* PROBLEM STATEMENT: Set out as a Markdown table, with columns Row and Line, the part of the listing below that begins with the line containing "You are given the image above. Your task: find the mala" and runs through the line containing "64,47 -> 409,285". Omit any blank lines.

* PROVIDED DATA:
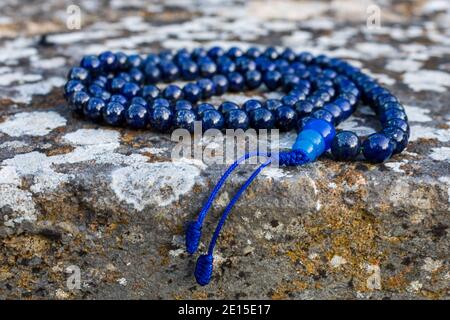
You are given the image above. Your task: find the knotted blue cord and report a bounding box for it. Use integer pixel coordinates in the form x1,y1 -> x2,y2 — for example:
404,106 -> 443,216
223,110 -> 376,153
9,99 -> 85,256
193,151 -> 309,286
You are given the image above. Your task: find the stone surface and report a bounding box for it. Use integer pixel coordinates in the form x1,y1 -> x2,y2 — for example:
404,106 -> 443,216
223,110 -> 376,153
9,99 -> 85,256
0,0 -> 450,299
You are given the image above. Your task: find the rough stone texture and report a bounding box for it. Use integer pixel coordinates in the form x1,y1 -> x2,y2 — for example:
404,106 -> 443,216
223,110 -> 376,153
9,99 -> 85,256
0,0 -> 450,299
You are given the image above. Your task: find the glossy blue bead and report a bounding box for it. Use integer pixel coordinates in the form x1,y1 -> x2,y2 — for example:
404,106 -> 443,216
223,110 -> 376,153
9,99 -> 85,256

...

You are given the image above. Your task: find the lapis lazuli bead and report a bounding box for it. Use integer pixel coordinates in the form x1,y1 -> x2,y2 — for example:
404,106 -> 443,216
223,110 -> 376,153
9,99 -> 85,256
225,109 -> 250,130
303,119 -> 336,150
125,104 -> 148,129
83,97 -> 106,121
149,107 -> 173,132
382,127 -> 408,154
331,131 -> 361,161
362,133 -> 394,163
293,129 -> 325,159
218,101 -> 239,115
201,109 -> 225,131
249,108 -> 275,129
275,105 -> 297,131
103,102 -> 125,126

--

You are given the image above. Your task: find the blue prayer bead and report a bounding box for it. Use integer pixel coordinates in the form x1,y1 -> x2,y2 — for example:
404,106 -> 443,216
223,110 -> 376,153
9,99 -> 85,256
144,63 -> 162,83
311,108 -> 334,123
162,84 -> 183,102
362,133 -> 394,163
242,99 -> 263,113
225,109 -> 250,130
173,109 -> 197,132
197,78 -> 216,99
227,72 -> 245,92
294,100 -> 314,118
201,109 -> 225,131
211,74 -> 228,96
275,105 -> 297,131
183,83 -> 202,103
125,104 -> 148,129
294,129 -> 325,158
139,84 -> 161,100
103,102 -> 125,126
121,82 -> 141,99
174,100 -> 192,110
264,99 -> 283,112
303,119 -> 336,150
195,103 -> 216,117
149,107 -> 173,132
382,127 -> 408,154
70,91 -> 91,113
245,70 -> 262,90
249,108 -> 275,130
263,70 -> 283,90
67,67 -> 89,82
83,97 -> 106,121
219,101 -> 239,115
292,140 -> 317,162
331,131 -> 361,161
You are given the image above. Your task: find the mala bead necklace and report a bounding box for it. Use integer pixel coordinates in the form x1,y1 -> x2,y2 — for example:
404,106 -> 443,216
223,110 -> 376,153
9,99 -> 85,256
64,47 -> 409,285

* TASK RESULT:
| Row | Line |
|---|---|
| 1 | You are given the image above. Your task: find the mala bead necklace and report a bounding box for it. Use integer pixel coordinates in the form x1,y1 -> x2,y2 — for example: |
| 2 | 404,106 -> 443,216 |
| 3 | 223,110 -> 376,153 |
| 4 | 9,99 -> 85,256 |
| 5 | 64,47 -> 409,285 |